Your job is to restate each entry word for word.

[Excerpts of location labeling data]
+---+

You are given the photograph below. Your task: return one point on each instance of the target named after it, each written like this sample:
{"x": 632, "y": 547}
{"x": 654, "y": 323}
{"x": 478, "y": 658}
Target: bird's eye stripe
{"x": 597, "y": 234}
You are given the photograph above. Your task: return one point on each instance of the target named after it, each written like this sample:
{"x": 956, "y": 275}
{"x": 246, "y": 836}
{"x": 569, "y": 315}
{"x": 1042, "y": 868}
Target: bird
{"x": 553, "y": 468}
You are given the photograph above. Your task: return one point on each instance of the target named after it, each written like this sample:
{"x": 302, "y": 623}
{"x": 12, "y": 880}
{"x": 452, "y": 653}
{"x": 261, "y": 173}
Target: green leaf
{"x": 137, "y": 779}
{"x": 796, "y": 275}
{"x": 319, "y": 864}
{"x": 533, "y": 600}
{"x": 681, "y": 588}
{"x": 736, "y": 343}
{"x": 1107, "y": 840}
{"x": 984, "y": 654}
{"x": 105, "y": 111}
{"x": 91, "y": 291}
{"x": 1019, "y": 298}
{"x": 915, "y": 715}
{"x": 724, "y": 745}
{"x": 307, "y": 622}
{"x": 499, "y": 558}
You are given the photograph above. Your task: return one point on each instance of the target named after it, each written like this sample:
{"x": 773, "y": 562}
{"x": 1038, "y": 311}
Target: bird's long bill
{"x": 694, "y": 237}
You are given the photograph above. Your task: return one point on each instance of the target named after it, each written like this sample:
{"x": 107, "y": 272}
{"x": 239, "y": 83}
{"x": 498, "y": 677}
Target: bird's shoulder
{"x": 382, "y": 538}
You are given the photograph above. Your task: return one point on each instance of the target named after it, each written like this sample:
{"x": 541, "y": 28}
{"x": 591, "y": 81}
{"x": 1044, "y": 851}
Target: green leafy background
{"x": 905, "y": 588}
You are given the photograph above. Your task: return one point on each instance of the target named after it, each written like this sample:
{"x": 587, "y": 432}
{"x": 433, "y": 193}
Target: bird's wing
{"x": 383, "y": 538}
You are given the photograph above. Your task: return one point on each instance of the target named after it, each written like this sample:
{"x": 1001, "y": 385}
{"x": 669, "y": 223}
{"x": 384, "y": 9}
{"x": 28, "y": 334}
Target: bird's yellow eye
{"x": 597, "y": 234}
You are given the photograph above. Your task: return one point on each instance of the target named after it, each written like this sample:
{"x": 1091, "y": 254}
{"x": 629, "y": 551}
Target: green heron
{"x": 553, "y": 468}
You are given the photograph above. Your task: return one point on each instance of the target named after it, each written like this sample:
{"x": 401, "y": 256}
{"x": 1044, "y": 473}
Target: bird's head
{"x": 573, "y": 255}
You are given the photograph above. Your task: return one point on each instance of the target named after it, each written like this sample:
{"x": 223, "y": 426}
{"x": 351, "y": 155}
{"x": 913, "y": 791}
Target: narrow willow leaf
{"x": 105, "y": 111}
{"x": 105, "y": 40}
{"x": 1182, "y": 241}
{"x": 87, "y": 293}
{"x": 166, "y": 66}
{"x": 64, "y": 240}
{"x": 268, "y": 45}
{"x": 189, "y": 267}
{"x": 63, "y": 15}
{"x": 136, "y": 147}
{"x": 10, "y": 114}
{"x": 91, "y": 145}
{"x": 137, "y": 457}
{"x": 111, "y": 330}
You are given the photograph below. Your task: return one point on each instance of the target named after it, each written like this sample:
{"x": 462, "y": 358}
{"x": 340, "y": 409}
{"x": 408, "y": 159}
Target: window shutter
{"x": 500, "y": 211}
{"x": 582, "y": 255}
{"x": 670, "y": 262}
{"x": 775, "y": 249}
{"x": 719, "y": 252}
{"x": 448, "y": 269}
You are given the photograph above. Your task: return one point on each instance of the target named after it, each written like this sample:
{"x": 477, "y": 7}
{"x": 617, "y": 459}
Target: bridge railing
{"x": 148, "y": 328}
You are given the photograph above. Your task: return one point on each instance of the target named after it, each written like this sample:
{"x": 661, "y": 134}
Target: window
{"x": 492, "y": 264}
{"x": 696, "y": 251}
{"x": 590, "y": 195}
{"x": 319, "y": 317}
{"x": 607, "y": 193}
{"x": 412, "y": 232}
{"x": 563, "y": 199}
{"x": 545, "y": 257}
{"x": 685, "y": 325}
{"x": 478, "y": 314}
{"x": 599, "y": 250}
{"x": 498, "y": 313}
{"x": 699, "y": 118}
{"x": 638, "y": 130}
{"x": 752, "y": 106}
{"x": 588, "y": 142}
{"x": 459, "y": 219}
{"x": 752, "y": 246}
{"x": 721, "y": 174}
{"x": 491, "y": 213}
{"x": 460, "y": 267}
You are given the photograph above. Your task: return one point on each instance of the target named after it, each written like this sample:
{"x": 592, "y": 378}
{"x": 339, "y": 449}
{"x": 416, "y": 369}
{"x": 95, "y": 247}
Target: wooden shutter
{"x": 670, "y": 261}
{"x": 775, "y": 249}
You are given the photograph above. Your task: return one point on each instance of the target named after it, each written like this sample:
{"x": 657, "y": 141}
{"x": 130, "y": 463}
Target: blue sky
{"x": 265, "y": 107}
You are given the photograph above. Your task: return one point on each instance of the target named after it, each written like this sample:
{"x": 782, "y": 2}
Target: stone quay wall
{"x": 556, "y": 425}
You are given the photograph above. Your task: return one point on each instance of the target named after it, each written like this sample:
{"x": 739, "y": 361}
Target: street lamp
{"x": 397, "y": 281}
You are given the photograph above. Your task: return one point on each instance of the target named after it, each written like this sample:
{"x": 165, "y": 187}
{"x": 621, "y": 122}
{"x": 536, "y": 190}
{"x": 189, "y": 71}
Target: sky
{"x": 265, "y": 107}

+---+

## RESPONSE FOR THIS EXERCISE
You are given the photograph below. Your task: return one point on each instance of the target named after it, each written like this sample:
{"x": 632, "y": 547}
{"x": 654, "y": 323}
{"x": 478, "y": 658}
Target: bird's eye stripe
{"x": 597, "y": 234}
You are given the photograph above. Your task: return one point on each instance of the target named after it, each written like this sample:
{"x": 956, "y": 275}
{"x": 246, "y": 836}
{"x": 569, "y": 315}
{"x": 1042, "y": 868}
Target: bird
{"x": 553, "y": 468}
You are given the photograph above. Your task: return one point on each instance of the target named after it, each written like this sample:
{"x": 302, "y": 623}
{"x": 12, "y": 880}
{"x": 452, "y": 653}
{"x": 261, "y": 173}
Target: green leaf
{"x": 137, "y": 779}
{"x": 796, "y": 275}
{"x": 319, "y": 864}
{"x": 533, "y": 600}
{"x": 681, "y": 588}
{"x": 736, "y": 343}
{"x": 1107, "y": 840}
{"x": 984, "y": 654}
{"x": 105, "y": 111}
{"x": 91, "y": 291}
{"x": 1019, "y": 298}
{"x": 915, "y": 715}
{"x": 724, "y": 745}
{"x": 307, "y": 622}
{"x": 499, "y": 558}
You are given the photograph above. Your task: return one point on each instance of the target named after it, each written like this sample:
{"x": 773, "y": 562}
{"x": 1038, "y": 311}
Target: bird's long bill
{"x": 694, "y": 237}
You are given the photograph above. Your task: return one point on each instance of the target named after it, each written like this sample:
{"x": 107, "y": 272}
{"x": 239, "y": 83}
{"x": 498, "y": 677}
Target: bird's shoulder
{"x": 382, "y": 538}
You are given the photograph above. Your task: return one point on each instance of the target named after it, each written like this sample:
{"x": 541, "y": 28}
{"x": 591, "y": 81}
{"x": 1044, "y": 851}
Target: green leafy background
{"x": 905, "y": 588}
You are given the photograph above. Your task: return one point on each instance of the target named after it, each written like this sample:
{"x": 587, "y": 432}
{"x": 433, "y": 193}
Target: bird's wing
{"x": 383, "y": 538}
You are given the photograph above. Your task: return one point on each instance of the target named after it, each written like this sample:
{"x": 1001, "y": 385}
{"x": 669, "y": 223}
{"x": 384, "y": 9}
{"x": 28, "y": 334}
Target: bird's yellow eye
{"x": 597, "y": 234}
You are given the photograph above. Your task: return one point on each instance of the target named after it, each written like this sample:
{"x": 1091, "y": 254}
{"x": 629, "y": 551}
Target: green heron
{"x": 553, "y": 468}
You are given the photograph above. Your task: return one point on each instance of the target named after it, each written like this sample:
{"x": 401, "y": 256}
{"x": 1044, "y": 473}
Target: bird's head
{"x": 573, "y": 255}
You are given the photograph above. Your task: return one point on each instance of the target named after it, each written like this sample:
{"x": 223, "y": 426}
{"x": 351, "y": 155}
{"x": 913, "y": 791}
Target: narrow willow leaf
{"x": 105, "y": 111}
{"x": 105, "y": 40}
{"x": 1182, "y": 241}
{"x": 87, "y": 293}
{"x": 166, "y": 66}
{"x": 64, "y": 240}
{"x": 268, "y": 45}
{"x": 189, "y": 267}
{"x": 63, "y": 15}
{"x": 136, "y": 147}
{"x": 10, "y": 114}
{"x": 91, "y": 145}
{"x": 137, "y": 457}
{"x": 111, "y": 330}
You are given the photograph below. Your task: return one point on each instance of the target named after it, each written like this sample:
{"x": 462, "y": 358}
{"x": 340, "y": 409}
{"x": 408, "y": 159}
Target: window shutter
{"x": 500, "y": 211}
{"x": 582, "y": 255}
{"x": 670, "y": 262}
{"x": 775, "y": 249}
{"x": 719, "y": 252}
{"x": 448, "y": 269}
You are given the photograph above. Your task: return one point on each instance of the target named after it, each written like this sample:
{"x": 477, "y": 7}
{"x": 617, "y": 459}
Target: bridge railing
{"x": 148, "y": 328}
You are given the photograph above. Your task: return one point on each instance of the target named after it, each written like this sample:
{"x": 661, "y": 134}
Target: window
{"x": 492, "y": 264}
{"x": 696, "y": 251}
{"x": 590, "y": 195}
{"x": 319, "y": 317}
{"x": 607, "y": 193}
{"x": 412, "y": 232}
{"x": 563, "y": 199}
{"x": 545, "y": 257}
{"x": 685, "y": 325}
{"x": 478, "y": 314}
{"x": 599, "y": 250}
{"x": 498, "y": 313}
{"x": 699, "y": 118}
{"x": 638, "y": 130}
{"x": 752, "y": 106}
{"x": 588, "y": 142}
{"x": 459, "y": 219}
{"x": 752, "y": 246}
{"x": 721, "y": 174}
{"x": 491, "y": 213}
{"x": 460, "y": 267}
You are given the photograph above. Your task: return one point on each instance of the target named after it, each written like this sample:
{"x": 592, "y": 378}
{"x": 339, "y": 449}
{"x": 416, "y": 369}
{"x": 95, "y": 247}
Target: wooden shutter
{"x": 670, "y": 261}
{"x": 775, "y": 249}
You are given the photograph above. Your task: return one point on each instance of the target named after it, each written like this sample:
{"x": 657, "y": 141}
{"x": 130, "y": 463}
Target: blue sky
{"x": 265, "y": 107}
You are given the photograph above. Your task: return one point on each instance of the target named after it, each written like this sample:
{"x": 782, "y": 2}
Target: stone quay wall
{"x": 556, "y": 425}
You are given the photograph above. Your task: return one point on each instance of the target named after it, each written like this sample:
{"x": 739, "y": 361}
Target: street lamp
{"x": 397, "y": 281}
You are given the photograph above. Your task: return one point on each instance of the target named after it, each written like this sample:
{"x": 165, "y": 187}
{"x": 621, "y": 122}
{"x": 536, "y": 190}
{"x": 189, "y": 71}
Target: sky
{"x": 265, "y": 107}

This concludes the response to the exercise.